======== DATASET RECORDS ========
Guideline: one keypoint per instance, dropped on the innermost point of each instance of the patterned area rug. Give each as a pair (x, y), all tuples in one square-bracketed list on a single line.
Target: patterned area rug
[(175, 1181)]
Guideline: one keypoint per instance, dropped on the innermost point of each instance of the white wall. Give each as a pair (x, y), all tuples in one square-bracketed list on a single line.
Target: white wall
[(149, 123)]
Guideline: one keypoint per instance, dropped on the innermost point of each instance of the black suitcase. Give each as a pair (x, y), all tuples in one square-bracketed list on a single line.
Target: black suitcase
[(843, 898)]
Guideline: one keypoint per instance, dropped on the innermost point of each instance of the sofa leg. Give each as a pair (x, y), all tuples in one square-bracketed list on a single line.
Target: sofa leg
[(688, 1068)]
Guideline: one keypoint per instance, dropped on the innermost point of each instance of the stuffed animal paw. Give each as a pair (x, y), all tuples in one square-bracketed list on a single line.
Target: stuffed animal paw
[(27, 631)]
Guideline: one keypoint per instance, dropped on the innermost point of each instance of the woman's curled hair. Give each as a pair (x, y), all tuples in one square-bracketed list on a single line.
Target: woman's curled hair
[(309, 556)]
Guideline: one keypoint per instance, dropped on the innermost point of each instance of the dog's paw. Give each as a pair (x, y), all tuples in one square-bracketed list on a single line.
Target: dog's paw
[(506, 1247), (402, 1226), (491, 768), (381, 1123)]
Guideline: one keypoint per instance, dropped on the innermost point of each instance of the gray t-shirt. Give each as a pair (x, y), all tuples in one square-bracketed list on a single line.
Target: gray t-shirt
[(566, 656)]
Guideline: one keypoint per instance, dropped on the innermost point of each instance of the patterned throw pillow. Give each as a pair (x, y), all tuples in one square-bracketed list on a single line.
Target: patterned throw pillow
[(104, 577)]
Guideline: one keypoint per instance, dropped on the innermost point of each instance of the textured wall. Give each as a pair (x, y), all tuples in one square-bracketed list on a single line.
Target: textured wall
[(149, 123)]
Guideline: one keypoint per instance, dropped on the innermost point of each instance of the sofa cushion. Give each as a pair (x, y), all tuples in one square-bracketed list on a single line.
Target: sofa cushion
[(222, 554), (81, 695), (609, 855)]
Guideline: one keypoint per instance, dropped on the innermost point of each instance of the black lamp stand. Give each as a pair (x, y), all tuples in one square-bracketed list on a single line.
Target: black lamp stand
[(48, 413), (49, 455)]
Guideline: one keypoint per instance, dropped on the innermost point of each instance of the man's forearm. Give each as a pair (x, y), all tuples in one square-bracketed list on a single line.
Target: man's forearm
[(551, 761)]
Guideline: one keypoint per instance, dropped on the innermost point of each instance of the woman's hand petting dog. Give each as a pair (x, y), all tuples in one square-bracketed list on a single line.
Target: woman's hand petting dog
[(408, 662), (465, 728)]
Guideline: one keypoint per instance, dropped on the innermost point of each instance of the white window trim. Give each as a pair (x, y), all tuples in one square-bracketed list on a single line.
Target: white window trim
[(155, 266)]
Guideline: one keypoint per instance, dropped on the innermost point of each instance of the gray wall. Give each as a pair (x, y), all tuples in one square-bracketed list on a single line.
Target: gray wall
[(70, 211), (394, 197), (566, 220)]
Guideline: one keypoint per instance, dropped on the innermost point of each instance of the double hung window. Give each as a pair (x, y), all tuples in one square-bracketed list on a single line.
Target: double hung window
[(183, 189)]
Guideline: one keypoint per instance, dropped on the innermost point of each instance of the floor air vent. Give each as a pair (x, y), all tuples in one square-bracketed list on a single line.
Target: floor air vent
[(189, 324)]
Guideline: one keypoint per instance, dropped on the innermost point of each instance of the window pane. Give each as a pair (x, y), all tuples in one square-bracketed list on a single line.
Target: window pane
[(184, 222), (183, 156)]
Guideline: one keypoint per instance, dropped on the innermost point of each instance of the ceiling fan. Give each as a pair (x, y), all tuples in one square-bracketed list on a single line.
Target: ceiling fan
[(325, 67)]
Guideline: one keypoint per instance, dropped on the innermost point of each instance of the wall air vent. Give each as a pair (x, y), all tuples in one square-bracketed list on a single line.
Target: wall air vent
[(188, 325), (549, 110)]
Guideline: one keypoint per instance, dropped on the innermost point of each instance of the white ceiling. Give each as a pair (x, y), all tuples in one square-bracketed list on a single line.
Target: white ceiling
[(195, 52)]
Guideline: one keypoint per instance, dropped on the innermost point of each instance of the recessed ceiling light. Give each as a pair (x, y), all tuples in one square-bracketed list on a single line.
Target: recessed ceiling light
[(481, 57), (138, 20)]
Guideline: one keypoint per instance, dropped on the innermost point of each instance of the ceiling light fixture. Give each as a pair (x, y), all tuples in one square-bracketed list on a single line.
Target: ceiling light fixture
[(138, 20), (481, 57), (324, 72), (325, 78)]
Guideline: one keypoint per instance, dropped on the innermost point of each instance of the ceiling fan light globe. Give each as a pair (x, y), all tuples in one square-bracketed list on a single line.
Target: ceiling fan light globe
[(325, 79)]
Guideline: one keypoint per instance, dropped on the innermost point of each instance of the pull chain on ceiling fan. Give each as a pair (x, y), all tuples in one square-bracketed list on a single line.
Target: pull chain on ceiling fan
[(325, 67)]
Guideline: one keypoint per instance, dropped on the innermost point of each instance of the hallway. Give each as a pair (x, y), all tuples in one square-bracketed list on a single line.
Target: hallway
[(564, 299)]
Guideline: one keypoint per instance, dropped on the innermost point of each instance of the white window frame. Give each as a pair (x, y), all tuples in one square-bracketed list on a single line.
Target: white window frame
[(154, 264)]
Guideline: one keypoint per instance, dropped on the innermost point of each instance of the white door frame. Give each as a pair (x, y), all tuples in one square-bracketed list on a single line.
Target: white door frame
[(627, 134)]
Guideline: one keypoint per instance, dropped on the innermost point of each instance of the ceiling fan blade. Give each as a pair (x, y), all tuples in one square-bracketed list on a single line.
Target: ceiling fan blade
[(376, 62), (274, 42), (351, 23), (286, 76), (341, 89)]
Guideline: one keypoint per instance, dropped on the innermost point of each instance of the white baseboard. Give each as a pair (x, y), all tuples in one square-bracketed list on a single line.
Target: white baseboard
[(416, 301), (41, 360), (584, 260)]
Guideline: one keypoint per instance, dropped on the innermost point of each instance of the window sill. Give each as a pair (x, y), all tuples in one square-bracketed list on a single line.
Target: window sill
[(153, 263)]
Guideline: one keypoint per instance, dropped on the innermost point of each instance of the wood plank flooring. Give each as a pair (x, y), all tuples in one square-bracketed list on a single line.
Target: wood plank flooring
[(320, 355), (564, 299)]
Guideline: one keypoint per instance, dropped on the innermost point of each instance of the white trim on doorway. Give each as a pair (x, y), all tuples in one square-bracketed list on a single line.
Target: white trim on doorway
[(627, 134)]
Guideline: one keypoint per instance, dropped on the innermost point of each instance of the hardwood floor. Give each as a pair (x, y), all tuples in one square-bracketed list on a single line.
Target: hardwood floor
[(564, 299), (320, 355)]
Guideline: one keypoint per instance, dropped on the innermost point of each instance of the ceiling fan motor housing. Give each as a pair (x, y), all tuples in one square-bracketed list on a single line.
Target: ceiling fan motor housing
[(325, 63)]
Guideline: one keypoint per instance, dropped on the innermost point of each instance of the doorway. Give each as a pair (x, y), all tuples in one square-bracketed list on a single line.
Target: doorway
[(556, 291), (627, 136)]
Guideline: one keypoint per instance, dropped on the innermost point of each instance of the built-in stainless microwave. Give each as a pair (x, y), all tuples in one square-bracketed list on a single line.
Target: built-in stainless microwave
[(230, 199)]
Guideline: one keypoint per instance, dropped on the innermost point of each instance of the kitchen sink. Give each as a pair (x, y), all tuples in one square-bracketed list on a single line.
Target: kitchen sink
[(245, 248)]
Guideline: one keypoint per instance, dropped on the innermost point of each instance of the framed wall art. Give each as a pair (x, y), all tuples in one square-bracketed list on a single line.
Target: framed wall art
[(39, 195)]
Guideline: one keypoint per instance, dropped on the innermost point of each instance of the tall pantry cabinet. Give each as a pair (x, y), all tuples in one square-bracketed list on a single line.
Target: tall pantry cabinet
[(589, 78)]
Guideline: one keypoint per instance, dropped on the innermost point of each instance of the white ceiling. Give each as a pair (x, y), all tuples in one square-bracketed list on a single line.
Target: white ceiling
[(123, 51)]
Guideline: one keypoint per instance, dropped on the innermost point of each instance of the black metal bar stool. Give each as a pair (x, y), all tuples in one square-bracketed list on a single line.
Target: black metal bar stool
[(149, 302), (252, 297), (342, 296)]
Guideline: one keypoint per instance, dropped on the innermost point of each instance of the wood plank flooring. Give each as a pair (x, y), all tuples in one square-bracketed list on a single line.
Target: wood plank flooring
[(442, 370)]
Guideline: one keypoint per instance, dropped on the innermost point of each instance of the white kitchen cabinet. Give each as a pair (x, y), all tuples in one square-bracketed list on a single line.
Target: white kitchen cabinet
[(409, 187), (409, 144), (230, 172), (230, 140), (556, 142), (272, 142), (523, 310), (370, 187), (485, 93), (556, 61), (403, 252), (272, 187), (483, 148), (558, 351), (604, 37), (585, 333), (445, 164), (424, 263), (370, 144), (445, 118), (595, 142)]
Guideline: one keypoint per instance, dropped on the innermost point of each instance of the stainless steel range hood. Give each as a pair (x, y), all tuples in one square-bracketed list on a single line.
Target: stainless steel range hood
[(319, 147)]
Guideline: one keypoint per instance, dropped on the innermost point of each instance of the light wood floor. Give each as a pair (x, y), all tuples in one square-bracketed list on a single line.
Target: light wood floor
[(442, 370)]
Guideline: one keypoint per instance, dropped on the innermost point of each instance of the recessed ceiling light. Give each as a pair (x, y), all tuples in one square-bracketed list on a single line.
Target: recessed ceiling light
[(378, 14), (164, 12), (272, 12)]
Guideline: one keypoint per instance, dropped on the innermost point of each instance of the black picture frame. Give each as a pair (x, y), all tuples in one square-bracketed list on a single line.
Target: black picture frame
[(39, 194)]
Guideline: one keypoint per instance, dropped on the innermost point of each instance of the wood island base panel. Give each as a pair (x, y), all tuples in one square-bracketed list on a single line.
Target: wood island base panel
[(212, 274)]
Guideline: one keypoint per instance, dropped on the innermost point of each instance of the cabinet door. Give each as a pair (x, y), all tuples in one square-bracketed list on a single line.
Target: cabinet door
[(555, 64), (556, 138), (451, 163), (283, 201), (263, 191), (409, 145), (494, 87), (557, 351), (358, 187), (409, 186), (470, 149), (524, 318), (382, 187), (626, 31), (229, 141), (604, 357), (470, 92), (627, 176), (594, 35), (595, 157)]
========
_ASSIGNED TASK_
Up to and including the line with "of the dog's", repeat the data exactly, starting from its first line; nothing else belongs in the response.

_YOUR RESPONSE_
Guideline: one keypoint per instance, dropped on the innermost point of each instance of the patterned area rug. Give each as a pair (x, y), all tuples in one square-bracketed list on a single line.
Target: patterned area rug
[(175, 1181)]
Guideline: one keypoint per instance, dropped on the innermost point of each instance of the white wall. Give each as a pair (x, y), all tuples in one square-bracketed list on a single line.
Target: white wall
[(149, 123)]
Guideline: one keypoint per instance, dropped on the innermost point of each instance of the black suitcase. Give each as a pair (x, y), all tuples in one square-bracketed list on a single line.
Target: black suitcase
[(843, 898)]
Guideline: one keypoint per instance, dropped on the innermost point of each instance of the sofa leg. Give each as a pair (x, y), all tuples in one square-bracketed list on a single line.
Target: sofa leg
[(688, 1068)]
Guideline: one keypoint per instance, dropped on the innermost point of each instance of the stuffed animal paw. Give each as a pair (x, y), all tuples in one square-bracketed list on a single line.
Target: stuffed animal paw
[(27, 631)]
Guideline: one keypoint per instance, dropped on the innermost point of each instance of the woman's curled hair. Give each as a pair (x, y), all tuples in one square-bracketed list on a single line.
Target: woman's curled hair
[(309, 556)]
Guideline: one keypoint per instance, dropped on the innermost point of each instance of the dog's paw. Give each as a pair (x, y), all tuples in one square-bracketed list on a single line.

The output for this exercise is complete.